Sunday, May 18, 2003

To be successful, a miniseries must tell a cohesive story. In tonight's first part of CBS's four-hour "Hitler: The Rise of Evil," the program plays more like a series of vignettes than a complete story. On-screen titles - "Vienna, 1905" - appear frequently as the story jumps from year to year as Hitler's rise and inevitable goosestep into infamy accelerates. It's like a Cliff's Notes of Hitler history.

TV Review
"Hitler: The Rise of Evil"
When: 9 tonight and Tuesday on CBS.
Starring: Robert Carlyle, Juliana Margulies, Matthew Modine, Liev Schreiber.

But even in these short successive scenes, writers John Pielmeier and G. Ross Parker and director Christian Duguay ("Joan of Arc") establish the film's primary characters. The development is sufficient to give the miniseries more heft in its concluding two hours Tuesday.

"Rise of Evil" ultimately turns out to be a better-than-average miniseries, even if it's not the story CBS originally planned to tell.

When it was announced, "Rise of Evil" was to be based on "Hitler: 1889-1936 Hubris," a biography by Ian Kershaw about Hitler's early life and the conditions in Germany that allowed his Nazi party to gain power.

Some anti-defamation groups, concerned about any portrayal of Hitler that could be perceived as sympathetic, protested CBS's plan. Perhaps as a result of that, or of the usual TV development process, the miniseries skimps on Hitler's childhood - brief glimpses are seen during the opening credits tonight - and concentrates on his adult life from 1920-34.

Though concern about sympathetic portrayals of Hitler are understandable, a fictionalized account chronicling how he grew from an innocent child to a monstrous mass murderer would be interesting. "Rise of Evil" pins his hatred of Jews, at least in part, on criticism of his art by a Jewish instructor when Hitler was a teenager. Surely there was more to it than that.

With "Rise of Evil," no one need worry about a sympathetic portrayal of the miniseries' lead character. Indeed, the Anti-Defamation League was expected to release a statement of praise for the miniseries. Hitler is depicted as a rageaholic screamer, a petty control freak with a paranoid streak.

Hitler idealizes his teenage niece Geli (Jena Malone), and the film suggests he may have sexually abused her. He definitely locks her in a gilded cage. Later, Hitler takes up with Eva Braun (Zoe Telford) and treats her in a similar fashion.

As Hitler, British actor Robert Carlyle turns in a riveting, spitting nails performance. Carlyle's Hitler is so unwavering in his beliefs, so cocksure, it's less difficult to understand how so many followed such a little man.

In addition to chronicling Hitler's rise, the film follows other characters in his orbit, including publisher Ernst Hanfstaengl (Liev Schreiber) and his wife, Helene (Juliana Margulies); journalist Fritz Gerlich (Matthew Modine); and the head of the SA storm troopers, Ernst Rohm (Peter Stormare).

■ Information shown

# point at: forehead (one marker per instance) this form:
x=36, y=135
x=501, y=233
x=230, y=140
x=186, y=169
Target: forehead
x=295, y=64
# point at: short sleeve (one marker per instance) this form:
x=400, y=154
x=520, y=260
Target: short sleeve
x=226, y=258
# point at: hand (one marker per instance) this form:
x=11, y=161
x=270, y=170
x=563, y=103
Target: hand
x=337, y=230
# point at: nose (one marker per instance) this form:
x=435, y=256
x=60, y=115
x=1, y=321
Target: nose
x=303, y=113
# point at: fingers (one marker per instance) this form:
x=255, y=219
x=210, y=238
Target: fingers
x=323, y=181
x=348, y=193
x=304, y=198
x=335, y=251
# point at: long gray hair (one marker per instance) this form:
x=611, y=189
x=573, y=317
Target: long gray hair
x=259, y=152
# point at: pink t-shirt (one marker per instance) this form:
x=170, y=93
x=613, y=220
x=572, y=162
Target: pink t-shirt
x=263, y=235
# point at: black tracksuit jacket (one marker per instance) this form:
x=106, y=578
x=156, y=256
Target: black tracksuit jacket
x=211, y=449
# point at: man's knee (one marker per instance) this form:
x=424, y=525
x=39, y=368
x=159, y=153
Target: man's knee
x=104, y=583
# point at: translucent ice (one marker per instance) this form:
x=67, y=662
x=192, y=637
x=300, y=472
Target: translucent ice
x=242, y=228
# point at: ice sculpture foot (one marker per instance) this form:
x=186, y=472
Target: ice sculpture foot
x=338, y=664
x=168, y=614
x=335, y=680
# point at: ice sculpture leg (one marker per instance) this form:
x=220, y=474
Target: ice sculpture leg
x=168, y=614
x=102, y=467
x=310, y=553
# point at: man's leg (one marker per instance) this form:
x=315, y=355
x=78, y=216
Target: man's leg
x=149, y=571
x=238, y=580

---

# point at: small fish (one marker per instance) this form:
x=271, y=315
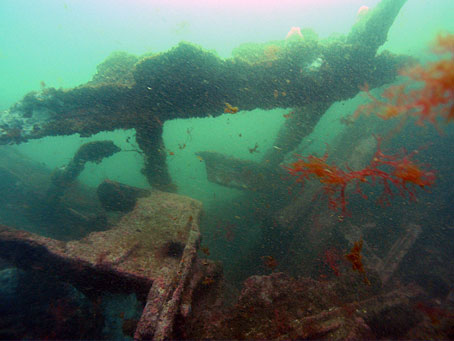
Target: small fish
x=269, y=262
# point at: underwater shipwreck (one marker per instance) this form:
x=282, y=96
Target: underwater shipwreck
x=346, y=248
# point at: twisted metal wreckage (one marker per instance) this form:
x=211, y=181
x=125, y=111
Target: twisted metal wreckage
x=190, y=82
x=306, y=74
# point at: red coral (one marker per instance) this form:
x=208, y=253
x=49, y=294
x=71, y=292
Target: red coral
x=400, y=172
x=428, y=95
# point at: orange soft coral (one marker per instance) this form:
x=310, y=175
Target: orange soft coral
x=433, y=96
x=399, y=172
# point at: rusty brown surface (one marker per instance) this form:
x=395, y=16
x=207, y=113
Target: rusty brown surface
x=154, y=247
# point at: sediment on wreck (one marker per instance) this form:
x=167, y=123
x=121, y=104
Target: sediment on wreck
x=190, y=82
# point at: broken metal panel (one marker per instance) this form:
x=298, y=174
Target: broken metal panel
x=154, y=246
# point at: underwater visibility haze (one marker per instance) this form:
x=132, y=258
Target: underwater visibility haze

■ What to work on
(a) In the review of the Hitler miniseries, which biography was the program originally supposed to be based on?
(b) Continue the review of the Hitler miniseries, picking up right after its last sentence.

■ Responses
(a) "Hitler: 1889-1936 Hubris," Ian Kershaw's biography of Hitler's early life.

(b)
Stockard Channing appears in the briefest of flashbacks as Hitler's mother, and Peter O'Toole has a few scenes as Germany's President Hindenburg.

Though I'd rarely encourage filmmakers to add exposition, "Rise to Evil" would benefit from a few lines of dialogue that explain Germany's government structure of the era. Some effort is made to explain how politics played in the late '20s and early '30s, but an American audience could benefit from greater clarity on this front.

The political landscape and economic conditions that allowed Hitler to gain power are depicted to a degree, but even in a four-hour mini-series, there's not enough time to delve into this in much depth.

A second controversy surrounding "Rise of Evil" came to light a few weeks ago, when, in a TV Guide interview, executive producer Ed Gernon compared fear in Germany before the rise of Hitler to fear in the United States after 9/11.

The New York Post implied Gernon was comparing President Bush to Hitler, a stretch on the part of the Post, but perhaps not a leap. The film does contain a few unsettling scenes that echo the current climate, including the arrest of the journalist Gerlich. The Nazis say he is in protective custody, but they refuse to charge him with any crime (shades of prisoners at Guantanamo after 9/11).

After the burning of the Reichstag - essentially Germany's Capitol building - Hitler, now Germany's chancellor, demands concessions to civil liberties from Hindenburg.

"A national monument has been destroyed, our democracy is under attack," Hitler says. "If we're to wage war on these foreign invaders, certain civil rights must be suspended."

That scene, no doubt, will fan the fears of some in present-day America. Others will recognize it's a scene set in another time and another place that's only superficially analogous to current events.

Regardless of its politics, "Rise of Evil" moves at a propulsive pace, particularly in its second night. It doesn't offer a detailed history lesson, but in broad strokes it gives an engrossing view of the big picture.